## What the exercise asks
Recast all the rows below as a JSON list of strings, with one string for each line and no blank lines.

── Information supplied ──

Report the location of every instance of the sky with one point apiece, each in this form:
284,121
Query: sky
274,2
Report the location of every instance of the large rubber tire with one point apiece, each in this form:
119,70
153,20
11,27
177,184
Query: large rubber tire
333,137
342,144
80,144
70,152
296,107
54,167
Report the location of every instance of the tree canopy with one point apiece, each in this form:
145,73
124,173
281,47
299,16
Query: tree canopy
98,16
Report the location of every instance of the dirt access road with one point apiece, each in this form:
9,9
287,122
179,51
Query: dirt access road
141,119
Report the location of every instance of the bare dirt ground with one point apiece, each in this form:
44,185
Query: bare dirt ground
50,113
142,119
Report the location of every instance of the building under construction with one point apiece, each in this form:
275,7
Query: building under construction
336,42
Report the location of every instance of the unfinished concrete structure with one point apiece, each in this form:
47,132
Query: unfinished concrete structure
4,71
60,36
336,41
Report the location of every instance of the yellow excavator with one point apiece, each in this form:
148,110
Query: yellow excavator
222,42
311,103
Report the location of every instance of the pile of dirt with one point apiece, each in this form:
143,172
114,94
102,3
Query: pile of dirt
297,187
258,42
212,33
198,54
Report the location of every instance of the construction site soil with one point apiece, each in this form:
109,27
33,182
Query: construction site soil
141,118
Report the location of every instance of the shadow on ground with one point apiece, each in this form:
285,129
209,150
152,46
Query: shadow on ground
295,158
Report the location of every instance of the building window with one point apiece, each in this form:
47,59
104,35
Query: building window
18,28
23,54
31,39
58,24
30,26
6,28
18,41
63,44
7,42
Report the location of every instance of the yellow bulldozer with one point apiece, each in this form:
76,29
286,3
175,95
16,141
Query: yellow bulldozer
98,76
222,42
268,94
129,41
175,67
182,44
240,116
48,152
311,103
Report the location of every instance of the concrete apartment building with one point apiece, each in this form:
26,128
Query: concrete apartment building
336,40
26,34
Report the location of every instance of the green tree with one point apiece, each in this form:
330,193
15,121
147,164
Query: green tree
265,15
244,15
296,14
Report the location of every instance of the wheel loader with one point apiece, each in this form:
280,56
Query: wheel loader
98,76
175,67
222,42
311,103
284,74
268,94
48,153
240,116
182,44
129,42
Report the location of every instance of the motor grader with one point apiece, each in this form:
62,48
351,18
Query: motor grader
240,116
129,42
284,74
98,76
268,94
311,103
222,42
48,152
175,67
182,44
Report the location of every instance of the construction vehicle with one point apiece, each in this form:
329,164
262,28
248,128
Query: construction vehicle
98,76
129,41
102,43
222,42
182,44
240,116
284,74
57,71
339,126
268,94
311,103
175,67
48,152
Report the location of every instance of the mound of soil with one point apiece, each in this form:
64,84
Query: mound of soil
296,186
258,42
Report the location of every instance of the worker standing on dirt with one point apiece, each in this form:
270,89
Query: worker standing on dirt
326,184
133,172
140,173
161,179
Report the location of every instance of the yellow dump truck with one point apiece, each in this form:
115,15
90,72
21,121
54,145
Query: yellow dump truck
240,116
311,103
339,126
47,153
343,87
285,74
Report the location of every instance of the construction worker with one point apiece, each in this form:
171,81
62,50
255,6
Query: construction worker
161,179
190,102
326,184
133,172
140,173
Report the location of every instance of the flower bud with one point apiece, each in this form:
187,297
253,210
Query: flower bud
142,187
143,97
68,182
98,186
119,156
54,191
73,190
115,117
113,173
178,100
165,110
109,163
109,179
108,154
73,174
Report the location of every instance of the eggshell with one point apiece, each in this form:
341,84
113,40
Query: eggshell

───

## Correct output
[
  "Report the location of every instance of the sky with one point apiece, each in this form:",
  "284,121",
  "Query: sky",
  "274,2",
  "Report the location of every instance of the large rubber tire with one point apiece, each in this form:",
  "119,70",
  "153,20",
  "11,27",
  "177,184",
  "Query: large rubber tire",
  "333,137",
  "342,144",
  "80,144",
  "70,152",
  "296,107",
  "54,167",
  "Report the location of every instance of the tree canopy with one point apiece, each in this form:",
  "145,73",
  "124,173",
  "281,47",
  "299,16",
  "Query: tree canopy",
  "98,16",
  "Report the location of every instance of the dirt access road with one point apiece, each in this form:",
  "9,9",
  "287,122",
  "179,51",
  "Query: dirt access road",
  "141,119",
  "Report the location of every instance of the bare dirt ground with one point apiece, each in this form:",
  "44,185",
  "Query: bare dirt ground",
  "50,113",
  "142,119",
  "Report the location of every instance of the building under construction with one point apiece, each in this form:",
  "275,7",
  "Query: building under construction",
  "336,42",
  "Report the location of every instance of the unfinished concrete structure with one point apiece, each in this form:",
  "47,132",
  "Query: unfinished concrete structure",
  "4,71",
  "60,36",
  "336,41",
  "Report the location of every instance of the yellow excavator with one point apiece, each in this form:",
  "148,110",
  "Query: yellow excavator",
  "222,42",
  "311,103",
  "Report the location of every instance of the pile of dirt with one point apiece, each in this form:",
  "143,172",
  "114,94",
  "102,3",
  "Query: pile of dirt",
  "297,187",
  "258,42",
  "212,33",
  "198,54",
  "Report the location of every instance of the construction site soil with one point apiece, each in this form:",
  "109,27",
  "33,182",
  "Query: construction site soil",
  "141,118",
  "Report the location of every instance of the shadow on ground with one point apiece, each in this form:",
  "285,129",
  "209,150",
  "152,46",
  "Query: shadow on ground",
  "295,158",
  "Report the location of every instance of the building window with one point apiece, each in this form:",
  "47,59",
  "104,35",
  "Query: building window",
  "18,28",
  "23,54",
  "31,39",
  "58,24",
  "30,26",
  "6,28",
  "18,41",
  "63,44",
  "7,42",
  "Report the location of every instance of the yellow bulldozer with one point apiece, each in this form:",
  "76,29",
  "286,3",
  "175,95",
  "16,141",
  "Query: yellow bulldozer",
  "98,76",
  "222,42",
  "268,94",
  "129,41",
  "175,67",
  "182,44",
  "240,116",
  "48,152",
  "311,103",
  "Report the location of every instance of the concrete apartment building with one point apiece, each in this form:",
  "26,128",
  "Query: concrete apartment building",
  "336,40",
  "26,34",
  "Report the location of every instance of the green tree with one point apiece, each in this form:",
  "330,193",
  "15,121",
  "147,164",
  "Query: green tree",
  "265,15",
  "244,15",
  "296,14",
  "Report the location of every instance of the wheel loader with one point apiece, each in this form:",
  "280,56",
  "Query: wheel loader",
  "98,76",
  "175,67",
  "222,42",
  "311,103",
  "284,74",
  "268,94",
  "48,153",
  "240,116",
  "182,44",
  "129,42",
  "Report the location of every instance of the motor grader with one point apiece, each in this form:",
  "62,48",
  "351,18",
  "Query: motor grader",
  "240,116",
  "129,42",
  "284,74",
  "98,76",
  "268,94",
  "311,103",
  "222,42",
  "48,152",
  "175,67",
  "182,44",
  "Report the location of every instance of the construction vehicle with one point apiece, each in this form:",
  "329,164",
  "262,28",
  "248,128",
  "Query: construction vehicle",
  "98,76",
  "129,41",
  "102,43",
  "222,42",
  "182,44",
  "240,116",
  "284,74",
  "57,71",
  "339,126",
  "268,94",
  "311,103",
  "175,67",
  "48,152",
  "Report the location of every instance of the mound of soil with one point apiece, each in this form:",
  "64,84",
  "Query: mound of soil",
  "296,186",
  "258,42",
  "Report the location of every instance of the worker standing on dirt with one point apiece, each in this form:",
  "270,89",
  "Query: worker standing on dirt",
  "326,184",
  "133,172",
  "140,173",
  "161,179",
  "Report the location of every instance of the yellow dump truck with one point apiece, each in this form:",
  "115,15",
  "90,72",
  "21,121",
  "54,145",
  "Query: yellow dump truck",
  "240,116",
  "311,103",
  "339,126",
  "47,153",
  "343,87",
  "285,74",
  "Report the location of every instance of the construction worker with one point apiece, each in this form:",
  "171,81",
  "62,50",
  "255,6",
  "Query: construction worker",
  "161,179",
  "190,102",
  "326,184",
  "133,172",
  "140,173",
  "Report the location of every instance of the flower bud with one point apiece, each in this form:",
  "187,297",
  "253,210",
  "Query: flower bud",
  "142,187",
  "143,97",
  "68,182",
  "98,186",
  "119,156",
  "54,191",
  "73,190",
  "115,117",
  "113,173",
  "178,100",
  "165,110",
  "109,163",
  "109,179",
  "108,154",
  "73,174",
  "Report the location of every instance of the eggshell with one point apiece, each in this form:",
  "341,84",
  "113,40",
  "Query: eggshell"
]